Work instruction: Your answer should be the records, restated word for word.

Supplied data:
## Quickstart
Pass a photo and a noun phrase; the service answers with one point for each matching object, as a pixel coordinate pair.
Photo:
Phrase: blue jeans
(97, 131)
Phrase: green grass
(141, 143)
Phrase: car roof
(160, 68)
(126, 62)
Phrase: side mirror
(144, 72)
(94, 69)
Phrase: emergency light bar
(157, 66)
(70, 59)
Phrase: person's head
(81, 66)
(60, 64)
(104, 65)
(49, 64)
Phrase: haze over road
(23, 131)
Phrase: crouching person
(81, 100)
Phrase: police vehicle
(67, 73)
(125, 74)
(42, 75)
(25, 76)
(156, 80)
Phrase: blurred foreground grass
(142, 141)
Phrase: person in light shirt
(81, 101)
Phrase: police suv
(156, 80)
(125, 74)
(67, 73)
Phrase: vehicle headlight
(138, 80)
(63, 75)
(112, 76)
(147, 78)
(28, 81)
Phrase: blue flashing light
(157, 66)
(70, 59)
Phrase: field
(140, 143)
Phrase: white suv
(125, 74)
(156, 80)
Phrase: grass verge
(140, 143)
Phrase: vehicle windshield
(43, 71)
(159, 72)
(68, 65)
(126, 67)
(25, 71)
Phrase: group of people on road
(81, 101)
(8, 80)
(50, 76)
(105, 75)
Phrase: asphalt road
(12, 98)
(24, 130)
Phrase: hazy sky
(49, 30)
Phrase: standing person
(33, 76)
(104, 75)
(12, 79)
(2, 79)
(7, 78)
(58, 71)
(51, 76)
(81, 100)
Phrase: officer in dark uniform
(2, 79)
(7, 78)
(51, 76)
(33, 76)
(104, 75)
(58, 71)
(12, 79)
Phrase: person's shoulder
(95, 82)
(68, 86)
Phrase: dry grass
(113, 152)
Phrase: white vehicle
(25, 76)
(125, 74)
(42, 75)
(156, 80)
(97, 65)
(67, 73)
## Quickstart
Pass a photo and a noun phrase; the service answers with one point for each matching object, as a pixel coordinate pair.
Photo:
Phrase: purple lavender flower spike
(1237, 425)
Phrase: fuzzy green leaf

The completed task:
## Quickstart
Pass a photo and a noun phrase; the service answers with one point for each matching object, as a pixel coordinate pair.
Photo:
Phrase: blue jeans
(97, 131)
Phrase: green grass
(141, 143)
Phrase: car roof
(160, 68)
(126, 62)
Phrase: side mirror
(144, 72)
(94, 69)
Phrase: emergency light bar
(157, 66)
(70, 59)
Phrase: person's head
(81, 66)
(60, 64)
(104, 65)
(49, 64)
Phrase: haze over road
(23, 131)
Phrase: crouching person
(81, 100)
Phrase: police vehicle
(67, 73)
(125, 74)
(42, 75)
(25, 76)
(156, 80)
Phrase: blurred foreground grass
(142, 141)
Phrase: person in light shirt
(81, 101)
Phrase: police suv
(156, 80)
(125, 74)
(67, 73)
Phrase: vehicle headlight
(138, 80)
(63, 75)
(112, 76)
(147, 78)
(28, 81)
Phrase: blue flashing light
(157, 66)
(70, 59)
Phrase: field
(140, 143)
Phrase: white suv
(125, 74)
(156, 80)
Phrase: grass verge
(140, 143)
Phrase: vehicle windshield
(43, 71)
(159, 72)
(68, 65)
(126, 67)
(25, 71)
Phrase: group of people on road
(81, 101)
(8, 80)
(50, 76)
(105, 75)
Phrase: asphalt road
(12, 98)
(24, 130)
Phrase: hazy sky
(49, 30)
Phrase: standing person
(33, 76)
(104, 75)
(12, 79)
(2, 79)
(7, 78)
(58, 71)
(51, 76)
(81, 100)
Phrase: officer in dark uniform
(2, 79)
(7, 78)
(51, 76)
(33, 76)
(104, 75)
(58, 71)
(12, 79)
Phrase: person's shoulder
(95, 82)
(68, 86)
Phrase: dry grass
(113, 152)
Phrase: white vehicle
(25, 76)
(125, 74)
(42, 75)
(156, 80)
(97, 65)
(67, 73)
## Quickstart
Pass a photo and a noun phrase; the service answers with one point for each matching object, as a pixel coordinate pair.
Photo:
Phrase: purple lavender flower spike
(1237, 425)
Phrase: fuzzy green leaf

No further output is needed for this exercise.